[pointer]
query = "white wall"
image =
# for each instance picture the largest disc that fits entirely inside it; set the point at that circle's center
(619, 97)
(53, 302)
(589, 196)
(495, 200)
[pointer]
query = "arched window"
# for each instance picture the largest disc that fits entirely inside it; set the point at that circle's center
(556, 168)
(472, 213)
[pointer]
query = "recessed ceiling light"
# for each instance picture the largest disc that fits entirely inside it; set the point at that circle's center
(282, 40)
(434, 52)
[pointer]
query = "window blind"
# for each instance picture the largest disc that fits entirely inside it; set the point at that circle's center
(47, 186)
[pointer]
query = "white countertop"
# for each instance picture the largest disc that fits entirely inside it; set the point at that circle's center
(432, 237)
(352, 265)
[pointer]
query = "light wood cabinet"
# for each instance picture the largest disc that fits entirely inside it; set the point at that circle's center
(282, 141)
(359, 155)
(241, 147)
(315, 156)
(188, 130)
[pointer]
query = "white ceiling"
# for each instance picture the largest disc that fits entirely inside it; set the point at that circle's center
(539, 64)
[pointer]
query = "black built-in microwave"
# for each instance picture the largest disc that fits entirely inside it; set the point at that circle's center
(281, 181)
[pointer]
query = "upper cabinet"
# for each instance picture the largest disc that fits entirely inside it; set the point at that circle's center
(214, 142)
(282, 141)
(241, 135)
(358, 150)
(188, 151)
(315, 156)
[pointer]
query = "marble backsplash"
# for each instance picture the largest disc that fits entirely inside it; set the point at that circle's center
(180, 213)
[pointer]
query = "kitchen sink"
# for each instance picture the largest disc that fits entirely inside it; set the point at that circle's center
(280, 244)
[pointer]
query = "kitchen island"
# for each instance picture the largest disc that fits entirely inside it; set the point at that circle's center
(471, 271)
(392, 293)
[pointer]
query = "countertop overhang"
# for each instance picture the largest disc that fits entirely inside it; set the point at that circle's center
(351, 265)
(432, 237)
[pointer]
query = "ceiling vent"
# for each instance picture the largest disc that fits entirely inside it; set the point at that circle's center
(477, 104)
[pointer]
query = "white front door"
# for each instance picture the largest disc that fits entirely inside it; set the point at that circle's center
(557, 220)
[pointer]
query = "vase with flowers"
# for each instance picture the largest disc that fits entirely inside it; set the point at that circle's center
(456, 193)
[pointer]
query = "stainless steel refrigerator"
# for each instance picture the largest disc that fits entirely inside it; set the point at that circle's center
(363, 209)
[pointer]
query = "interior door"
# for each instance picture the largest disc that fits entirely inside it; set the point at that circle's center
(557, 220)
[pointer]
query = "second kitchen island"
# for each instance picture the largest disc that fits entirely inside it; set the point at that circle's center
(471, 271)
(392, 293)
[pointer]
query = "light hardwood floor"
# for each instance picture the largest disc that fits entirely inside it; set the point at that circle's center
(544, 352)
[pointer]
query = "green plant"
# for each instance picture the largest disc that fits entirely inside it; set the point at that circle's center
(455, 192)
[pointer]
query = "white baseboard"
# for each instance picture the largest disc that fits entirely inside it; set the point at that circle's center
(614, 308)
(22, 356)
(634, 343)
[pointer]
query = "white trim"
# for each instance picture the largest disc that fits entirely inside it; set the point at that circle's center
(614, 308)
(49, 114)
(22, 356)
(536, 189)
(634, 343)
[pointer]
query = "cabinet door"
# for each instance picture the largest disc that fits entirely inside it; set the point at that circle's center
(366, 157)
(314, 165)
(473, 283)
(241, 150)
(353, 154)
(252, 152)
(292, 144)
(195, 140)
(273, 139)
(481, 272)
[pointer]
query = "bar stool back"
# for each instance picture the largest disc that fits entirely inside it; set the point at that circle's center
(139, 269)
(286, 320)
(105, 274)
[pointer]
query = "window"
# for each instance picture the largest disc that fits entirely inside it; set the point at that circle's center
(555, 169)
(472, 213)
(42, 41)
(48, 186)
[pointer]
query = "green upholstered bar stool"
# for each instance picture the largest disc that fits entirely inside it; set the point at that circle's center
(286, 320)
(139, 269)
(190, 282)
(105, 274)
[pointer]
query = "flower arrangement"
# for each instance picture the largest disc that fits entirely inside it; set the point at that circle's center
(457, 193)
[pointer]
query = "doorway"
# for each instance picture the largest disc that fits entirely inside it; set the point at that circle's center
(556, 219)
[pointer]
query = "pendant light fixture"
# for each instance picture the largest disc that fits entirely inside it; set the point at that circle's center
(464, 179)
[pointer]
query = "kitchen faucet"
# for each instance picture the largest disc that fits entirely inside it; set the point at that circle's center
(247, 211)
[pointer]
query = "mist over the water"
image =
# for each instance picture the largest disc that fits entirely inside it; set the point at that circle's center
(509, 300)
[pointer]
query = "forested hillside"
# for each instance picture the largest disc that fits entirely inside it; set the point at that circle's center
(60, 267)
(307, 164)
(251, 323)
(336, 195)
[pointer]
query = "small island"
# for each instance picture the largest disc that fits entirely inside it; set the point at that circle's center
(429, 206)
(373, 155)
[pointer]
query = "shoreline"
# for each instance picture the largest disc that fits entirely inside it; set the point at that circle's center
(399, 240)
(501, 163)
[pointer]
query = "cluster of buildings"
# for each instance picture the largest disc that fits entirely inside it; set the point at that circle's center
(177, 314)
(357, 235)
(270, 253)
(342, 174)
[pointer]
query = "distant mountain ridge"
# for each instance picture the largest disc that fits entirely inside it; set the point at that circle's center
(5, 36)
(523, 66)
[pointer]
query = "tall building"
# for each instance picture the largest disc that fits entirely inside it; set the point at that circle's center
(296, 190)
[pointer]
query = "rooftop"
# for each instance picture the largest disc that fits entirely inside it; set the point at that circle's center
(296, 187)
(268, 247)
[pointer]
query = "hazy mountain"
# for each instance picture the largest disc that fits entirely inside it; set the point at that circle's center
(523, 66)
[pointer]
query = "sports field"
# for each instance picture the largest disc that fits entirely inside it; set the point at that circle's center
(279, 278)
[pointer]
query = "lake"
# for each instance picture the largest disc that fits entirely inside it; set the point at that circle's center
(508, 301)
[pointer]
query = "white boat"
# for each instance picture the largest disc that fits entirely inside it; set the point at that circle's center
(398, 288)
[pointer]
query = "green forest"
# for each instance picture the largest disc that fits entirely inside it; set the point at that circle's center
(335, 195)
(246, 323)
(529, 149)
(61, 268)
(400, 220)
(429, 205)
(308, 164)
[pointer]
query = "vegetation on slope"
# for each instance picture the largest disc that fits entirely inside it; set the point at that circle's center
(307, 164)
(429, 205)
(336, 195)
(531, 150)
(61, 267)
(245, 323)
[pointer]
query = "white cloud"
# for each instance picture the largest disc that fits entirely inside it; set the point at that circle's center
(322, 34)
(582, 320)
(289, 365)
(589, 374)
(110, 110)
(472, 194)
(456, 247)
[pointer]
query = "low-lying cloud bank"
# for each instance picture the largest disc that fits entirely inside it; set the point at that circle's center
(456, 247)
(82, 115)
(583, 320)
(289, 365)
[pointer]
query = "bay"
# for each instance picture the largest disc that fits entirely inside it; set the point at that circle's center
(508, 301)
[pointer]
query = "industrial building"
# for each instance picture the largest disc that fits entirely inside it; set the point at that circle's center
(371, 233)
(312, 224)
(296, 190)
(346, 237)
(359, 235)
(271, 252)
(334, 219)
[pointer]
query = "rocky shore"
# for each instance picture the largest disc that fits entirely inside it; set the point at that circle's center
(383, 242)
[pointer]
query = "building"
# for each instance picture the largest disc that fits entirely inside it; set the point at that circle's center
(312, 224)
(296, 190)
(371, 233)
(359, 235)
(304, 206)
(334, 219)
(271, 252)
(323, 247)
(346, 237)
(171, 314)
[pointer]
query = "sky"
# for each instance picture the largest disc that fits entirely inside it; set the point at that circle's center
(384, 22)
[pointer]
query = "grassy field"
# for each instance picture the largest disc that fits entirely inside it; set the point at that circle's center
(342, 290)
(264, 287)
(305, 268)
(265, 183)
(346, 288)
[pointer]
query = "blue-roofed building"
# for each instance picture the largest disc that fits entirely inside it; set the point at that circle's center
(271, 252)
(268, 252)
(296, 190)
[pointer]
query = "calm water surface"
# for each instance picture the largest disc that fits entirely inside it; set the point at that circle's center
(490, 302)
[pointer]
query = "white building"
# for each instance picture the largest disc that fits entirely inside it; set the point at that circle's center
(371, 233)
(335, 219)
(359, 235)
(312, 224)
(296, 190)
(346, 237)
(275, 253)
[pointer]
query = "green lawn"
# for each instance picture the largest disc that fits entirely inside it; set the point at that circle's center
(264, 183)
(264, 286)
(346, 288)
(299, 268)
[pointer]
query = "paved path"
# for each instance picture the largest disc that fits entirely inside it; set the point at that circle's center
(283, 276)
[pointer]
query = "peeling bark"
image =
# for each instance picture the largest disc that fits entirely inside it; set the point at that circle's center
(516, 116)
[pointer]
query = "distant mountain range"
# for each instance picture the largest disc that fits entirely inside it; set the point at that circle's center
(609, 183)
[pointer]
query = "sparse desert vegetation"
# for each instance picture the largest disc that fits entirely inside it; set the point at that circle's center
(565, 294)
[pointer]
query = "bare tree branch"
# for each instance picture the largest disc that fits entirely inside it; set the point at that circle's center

=====

WHAT YOU NEED TO DO: Looking at the records above, in how many lines does the word "window" occur? Reply with the number alone.

ANSWER TO THE PROBLEM: 3